Copy each line below exactly and leave the pictures out.

===== Given data

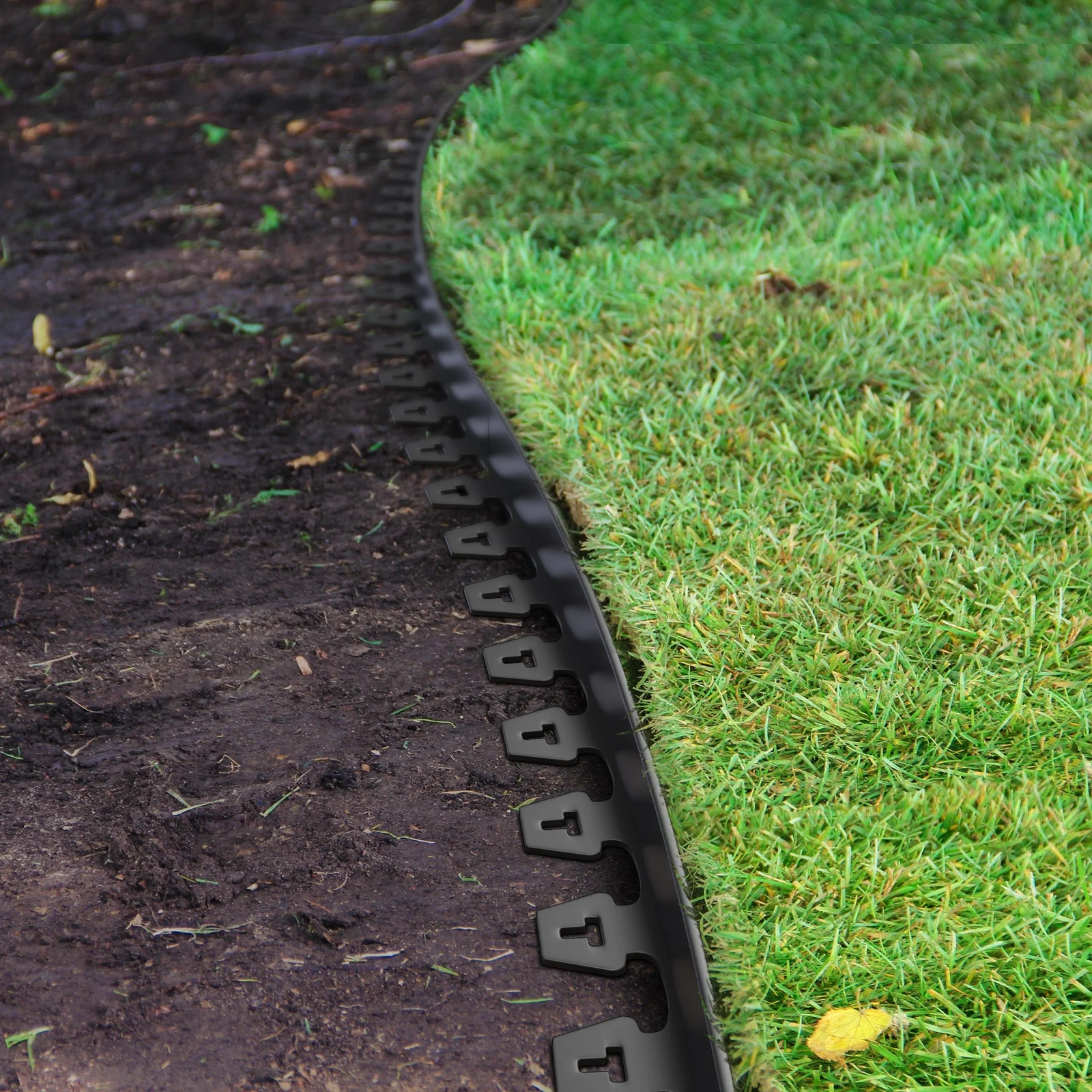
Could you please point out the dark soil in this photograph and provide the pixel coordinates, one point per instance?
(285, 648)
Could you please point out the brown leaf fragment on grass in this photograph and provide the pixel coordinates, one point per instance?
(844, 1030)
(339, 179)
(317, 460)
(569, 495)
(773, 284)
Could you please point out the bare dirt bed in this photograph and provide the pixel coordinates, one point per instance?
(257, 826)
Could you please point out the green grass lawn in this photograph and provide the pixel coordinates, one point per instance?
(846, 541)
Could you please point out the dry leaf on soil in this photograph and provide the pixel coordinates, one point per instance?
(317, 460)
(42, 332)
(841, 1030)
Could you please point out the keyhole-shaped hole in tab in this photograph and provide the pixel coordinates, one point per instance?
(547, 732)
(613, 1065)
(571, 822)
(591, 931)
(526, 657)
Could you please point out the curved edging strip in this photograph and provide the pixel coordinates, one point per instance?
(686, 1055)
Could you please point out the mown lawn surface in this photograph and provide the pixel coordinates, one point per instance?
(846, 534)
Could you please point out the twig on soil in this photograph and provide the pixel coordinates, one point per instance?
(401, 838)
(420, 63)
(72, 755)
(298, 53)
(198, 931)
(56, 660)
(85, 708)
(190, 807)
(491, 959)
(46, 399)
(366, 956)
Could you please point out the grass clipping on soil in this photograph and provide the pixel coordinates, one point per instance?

==========

> Result of this exercise
Could you please point out the dark soil in this photograph and provide the pixel coordinates, one point per instance?
(285, 648)
Could you please point out the brown leaf fragment on grass in this photograph and provide the pixel coordinates, one point per instance?
(844, 1030)
(339, 179)
(317, 460)
(569, 495)
(773, 284)
Could you please point out the bare dirt bed in this photograph and provide the pixel coordinates, one point per instance?
(257, 826)
Could you please point out the green grass lawn in this photograph and provide the pixel coordinates, one point per instance?
(846, 541)
Could you please point out the dry leaf on soil in this photograph and provide the pixel coordinates, one point per instance?
(317, 460)
(42, 332)
(841, 1030)
Could you please point out the keyhole-shaped hole in tab in this photograph and provide the pixel coordinates, one point per instance?
(547, 732)
(613, 1065)
(571, 822)
(591, 931)
(526, 657)
Could you please point out the curved edging strip in this photograph and provide the pixel coordinates, one point per instance?
(686, 1055)
Could you please point out the mown lawn surface in this photograph and provide the pixel coordinates, one point per instance?
(846, 534)
Could you please point out the twig on soil in this photograph and provide the pixel coordinates, one point per instance?
(401, 838)
(420, 63)
(72, 755)
(298, 53)
(198, 931)
(56, 660)
(85, 708)
(190, 807)
(491, 959)
(46, 399)
(366, 956)
Could you please point out the grass clipping on soil in this photograph and provide the pixel coordinates, one point per instance?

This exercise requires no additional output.